Rows from a segmentation dataset:
<<<<

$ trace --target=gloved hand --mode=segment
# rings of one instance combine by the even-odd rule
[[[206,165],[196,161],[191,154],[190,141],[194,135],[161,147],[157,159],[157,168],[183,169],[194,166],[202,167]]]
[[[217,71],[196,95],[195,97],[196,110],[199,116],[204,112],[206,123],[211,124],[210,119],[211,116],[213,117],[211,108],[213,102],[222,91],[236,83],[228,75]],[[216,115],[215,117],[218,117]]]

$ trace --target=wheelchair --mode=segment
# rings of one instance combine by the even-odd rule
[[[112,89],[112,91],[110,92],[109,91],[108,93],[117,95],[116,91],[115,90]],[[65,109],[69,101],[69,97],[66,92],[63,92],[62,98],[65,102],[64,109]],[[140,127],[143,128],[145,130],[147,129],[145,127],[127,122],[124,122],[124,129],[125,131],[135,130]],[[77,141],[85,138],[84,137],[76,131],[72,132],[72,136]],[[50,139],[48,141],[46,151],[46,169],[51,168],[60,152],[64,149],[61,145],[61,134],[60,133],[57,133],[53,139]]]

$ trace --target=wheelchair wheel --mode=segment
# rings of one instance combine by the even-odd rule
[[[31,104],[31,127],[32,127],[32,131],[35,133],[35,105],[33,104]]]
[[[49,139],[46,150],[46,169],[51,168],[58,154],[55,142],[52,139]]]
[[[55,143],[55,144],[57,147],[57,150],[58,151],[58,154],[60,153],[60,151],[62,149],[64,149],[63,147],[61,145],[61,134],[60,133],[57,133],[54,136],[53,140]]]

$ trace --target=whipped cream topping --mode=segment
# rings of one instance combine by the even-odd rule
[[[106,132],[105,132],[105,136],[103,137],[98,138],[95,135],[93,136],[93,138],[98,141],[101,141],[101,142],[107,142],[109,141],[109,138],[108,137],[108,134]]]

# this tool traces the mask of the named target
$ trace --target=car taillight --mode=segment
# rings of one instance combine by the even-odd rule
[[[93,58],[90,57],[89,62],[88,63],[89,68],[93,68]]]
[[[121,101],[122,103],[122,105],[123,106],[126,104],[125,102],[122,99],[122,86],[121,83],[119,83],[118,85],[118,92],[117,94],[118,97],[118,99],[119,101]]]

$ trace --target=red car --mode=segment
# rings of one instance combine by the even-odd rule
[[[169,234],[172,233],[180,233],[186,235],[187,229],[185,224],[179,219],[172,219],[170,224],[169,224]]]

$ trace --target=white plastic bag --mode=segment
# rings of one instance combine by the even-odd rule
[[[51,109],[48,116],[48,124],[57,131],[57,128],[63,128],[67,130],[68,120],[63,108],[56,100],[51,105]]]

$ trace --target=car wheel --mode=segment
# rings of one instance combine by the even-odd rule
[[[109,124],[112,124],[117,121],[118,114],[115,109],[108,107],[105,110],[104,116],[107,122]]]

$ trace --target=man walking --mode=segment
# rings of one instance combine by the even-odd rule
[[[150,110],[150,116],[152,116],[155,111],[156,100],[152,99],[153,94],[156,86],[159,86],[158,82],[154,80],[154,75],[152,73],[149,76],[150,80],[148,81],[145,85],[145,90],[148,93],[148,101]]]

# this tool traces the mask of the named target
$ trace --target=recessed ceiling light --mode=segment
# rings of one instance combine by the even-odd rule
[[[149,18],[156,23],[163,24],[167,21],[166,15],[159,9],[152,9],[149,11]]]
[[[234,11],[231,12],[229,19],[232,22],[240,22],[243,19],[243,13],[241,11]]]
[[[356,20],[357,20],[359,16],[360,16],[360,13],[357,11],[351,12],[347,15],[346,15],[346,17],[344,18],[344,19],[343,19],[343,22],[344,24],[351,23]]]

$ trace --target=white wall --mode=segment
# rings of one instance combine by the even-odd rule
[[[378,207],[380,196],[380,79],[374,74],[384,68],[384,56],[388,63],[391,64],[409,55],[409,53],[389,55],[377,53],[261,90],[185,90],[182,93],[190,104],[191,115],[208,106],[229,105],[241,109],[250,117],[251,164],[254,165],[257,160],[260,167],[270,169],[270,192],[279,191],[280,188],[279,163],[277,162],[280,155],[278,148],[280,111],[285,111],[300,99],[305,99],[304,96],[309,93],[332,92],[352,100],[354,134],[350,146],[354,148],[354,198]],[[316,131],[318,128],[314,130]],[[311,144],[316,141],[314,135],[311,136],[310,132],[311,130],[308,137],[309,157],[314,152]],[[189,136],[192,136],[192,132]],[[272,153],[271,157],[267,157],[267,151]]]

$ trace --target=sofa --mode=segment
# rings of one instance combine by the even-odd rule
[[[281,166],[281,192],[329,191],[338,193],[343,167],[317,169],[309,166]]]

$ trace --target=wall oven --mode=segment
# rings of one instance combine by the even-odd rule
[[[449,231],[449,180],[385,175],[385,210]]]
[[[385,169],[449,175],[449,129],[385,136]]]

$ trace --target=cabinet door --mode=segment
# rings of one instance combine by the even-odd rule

>>>>

PROBLEM STATEMENT.
Can you update the lines from the one containing "--target=cabinet door --mode=segment" through the end of the records, inclusive, so that "object" replaces "instance" and nothing else changes?

RESULT FOR THIS TASK.
$ trace --target=cabinet door --mode=segment
# rings of one object combine by the even-odd rule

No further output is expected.